TEXT SHOWN —
== Segment start ==
5 Tips for Starting a New Job Remotely
Jan 14, 2021
Starting a new job is always daunting: learning the ropes of your latest role, memorising all those new names and job titles and of course finding your way around the office. But moving companies at a time where you currently need to work from home can bring even more challenges to the table.
Now we’re in a third national lockdown, many of us will be starting new jobs while being required to stay home.
So, just what can you do to mitigate the extra problems you’ll face orientating yourself? Here are some key things to consider:
Set and check your equipment before you start
Typically, your first day in an office-based role involves a morning sat with someone from the IT department who sets up your computer, email and any other equipment you need to do this job. Sadly, during the pandemic, the reality is a few days before you’re scheduled to start, you’ll receive a large box of goodies you’ll need set up yourself.
Do this long before that 9am Zoom meeting and check that everything works. You don’t want to be late for your first day because you can’t figure out how to log in to your new laptop.
Check you have access to all of the shared drives and other platforms you need as well, as we’ve all been in the situation where we can’t complete a task because a network admin forgot to grant you all the permissions needed.
Ensure you have ergonomically set up your working station. Spending eight hours a day in an awkward position can eventually lead to long-lasting injury. If you feel you need a new chair, keyboard or anything else you need to be more comfortable raise this with the new HR department pronto.
== Segment end ==
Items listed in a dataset
== Segment start ==
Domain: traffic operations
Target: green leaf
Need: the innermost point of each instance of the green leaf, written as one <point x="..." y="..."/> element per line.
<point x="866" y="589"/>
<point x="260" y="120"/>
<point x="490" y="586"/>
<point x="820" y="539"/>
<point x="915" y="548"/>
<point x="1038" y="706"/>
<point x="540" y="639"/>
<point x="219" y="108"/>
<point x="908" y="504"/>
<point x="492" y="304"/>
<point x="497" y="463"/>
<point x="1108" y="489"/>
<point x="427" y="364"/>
== Segment end ==
WHAT YOU SHOULD DO —
Carry on the article on starting a new job remotely, picking up after its last sentence.

ANSWER TO THIS EXERCISE —
Keep asking questions
There is nothing worse than finding yourself in the situation at a new job, where you are unsure what it is exactly that you’re supposed to be doing. Starting a new role remotely means that you’re probably not going to get all of the care and attention from your superiors that you would if you were all sat in the same room together (no matter how hard they try).
Working in an office you’re able to just pop your head over the monitor and ask a colleague for assistance, the problem is that when you’re working remotely your only option is to message or make a call which sometimes feels disruptive. After all, no one wants to feel like they’re bothering their new co-workers.
Remember, no matter how worried you are that you’re annoying your manager, you can never ask too many questions when starting a new job. Ultimately your presence is lightening everybody else’s workload and the sooner you can do your job properly the better it will be for all. If you find a particular manager or colleague is slow to reply, try instead asking on a team messaging application such as Slack or Google Hangouts where anyone from your department may be able to help.
Make introductions early (and often)
Many of your co-workers will likely have never physically seen you, which will make it hard for them to save you to their memory banks, so it’ll take time.
In your first couple of weeks take the initiative to do the rounds introducing yourself to each individual. It doesn’t have to be an essay, just address an email to each person — say hello, what you’re doing at the company and where you have come from. It’s a nice touch that will stick in people’s memory more than the group-video introduction that you are likely to get from your manager.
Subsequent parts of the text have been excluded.